• _Try it_
In the comment thread, which publication's answer is called not very encouraging?

• _Text shown_
■ ■ ■

I hope you have a pencil in your hand and are taking notes, Korhomme.
“I hope you have a pencil in your hand and are taking notes, Korhomme.”
Yes, I have, teacher 😉
BTW, there is a theory that peeing on your feet in the shower prevents athletes’ foot. Useful excuse.
Yes, but you need to fill your boots with urine to make it work properly. It’s an army thing.
The answer in the New Scientist isn’t very encouraging:
http://www.newscientist.com/topic/lastword/water-cure-2/
“one of the most annoying client behaviors is when they go on about ‘I want to give you pleasure’ and ‘what would you like to do?’ and that sort of thing, which many of them do. We hate it because it makes it much harder to satisfy a customer who won’t say what he wants”
I’ve seen this mentioned a couple of times in the archive. What if, in a sort of Mobius twist, ‘what he wants’ — that is, what will satisfy him in a visceral sense, not merely as an obligatory sacrifice — is a woman who will say what she wants?

■ ■ ■

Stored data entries
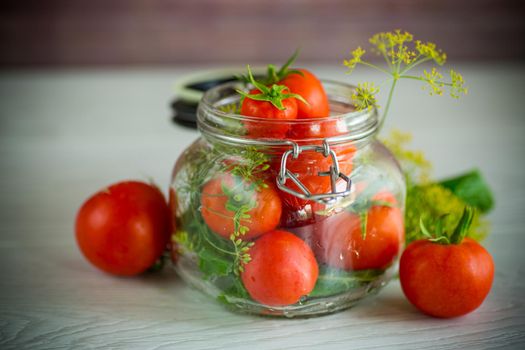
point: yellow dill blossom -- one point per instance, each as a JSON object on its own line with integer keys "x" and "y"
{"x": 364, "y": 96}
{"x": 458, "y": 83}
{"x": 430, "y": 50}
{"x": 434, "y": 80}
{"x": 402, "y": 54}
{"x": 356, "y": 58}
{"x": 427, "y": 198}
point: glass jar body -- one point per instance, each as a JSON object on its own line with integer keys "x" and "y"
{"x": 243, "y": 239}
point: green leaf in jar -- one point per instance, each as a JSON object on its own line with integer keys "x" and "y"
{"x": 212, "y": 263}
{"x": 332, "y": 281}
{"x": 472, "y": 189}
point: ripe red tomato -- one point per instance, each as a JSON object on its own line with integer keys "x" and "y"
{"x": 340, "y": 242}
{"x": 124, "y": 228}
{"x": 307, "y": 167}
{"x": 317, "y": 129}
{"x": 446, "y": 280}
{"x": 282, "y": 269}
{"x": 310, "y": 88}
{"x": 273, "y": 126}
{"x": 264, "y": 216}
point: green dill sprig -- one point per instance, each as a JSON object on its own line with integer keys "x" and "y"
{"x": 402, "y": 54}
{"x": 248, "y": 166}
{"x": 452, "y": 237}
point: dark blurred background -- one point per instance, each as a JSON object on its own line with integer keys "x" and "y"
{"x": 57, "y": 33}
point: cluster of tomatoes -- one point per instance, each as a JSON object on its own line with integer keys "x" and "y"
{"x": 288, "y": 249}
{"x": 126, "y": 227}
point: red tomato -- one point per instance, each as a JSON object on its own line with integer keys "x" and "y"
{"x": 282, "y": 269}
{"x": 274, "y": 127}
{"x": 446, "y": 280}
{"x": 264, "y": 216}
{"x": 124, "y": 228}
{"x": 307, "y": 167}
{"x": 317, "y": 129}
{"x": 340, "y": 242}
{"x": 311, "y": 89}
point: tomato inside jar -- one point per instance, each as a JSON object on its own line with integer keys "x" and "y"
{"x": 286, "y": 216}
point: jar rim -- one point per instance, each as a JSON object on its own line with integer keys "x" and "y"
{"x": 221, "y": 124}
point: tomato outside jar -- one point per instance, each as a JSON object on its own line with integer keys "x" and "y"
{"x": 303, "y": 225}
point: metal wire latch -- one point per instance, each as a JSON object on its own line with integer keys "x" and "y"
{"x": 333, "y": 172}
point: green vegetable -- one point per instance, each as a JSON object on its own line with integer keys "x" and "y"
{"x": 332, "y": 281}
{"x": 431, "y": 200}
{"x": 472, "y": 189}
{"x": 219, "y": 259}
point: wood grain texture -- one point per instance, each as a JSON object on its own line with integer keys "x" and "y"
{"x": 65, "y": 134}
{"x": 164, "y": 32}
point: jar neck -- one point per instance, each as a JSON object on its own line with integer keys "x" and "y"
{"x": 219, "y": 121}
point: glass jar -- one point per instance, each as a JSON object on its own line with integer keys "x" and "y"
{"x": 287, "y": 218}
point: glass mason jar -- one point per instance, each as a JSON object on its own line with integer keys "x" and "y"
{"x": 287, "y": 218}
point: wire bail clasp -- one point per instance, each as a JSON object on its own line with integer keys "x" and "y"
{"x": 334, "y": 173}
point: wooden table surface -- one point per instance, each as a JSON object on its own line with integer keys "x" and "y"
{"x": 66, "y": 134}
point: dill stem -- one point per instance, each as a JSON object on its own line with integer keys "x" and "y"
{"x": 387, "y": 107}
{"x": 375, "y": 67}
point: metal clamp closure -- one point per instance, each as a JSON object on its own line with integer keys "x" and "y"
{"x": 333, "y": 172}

■ ■ ■

• _Result of this exercise_
The New Scientist.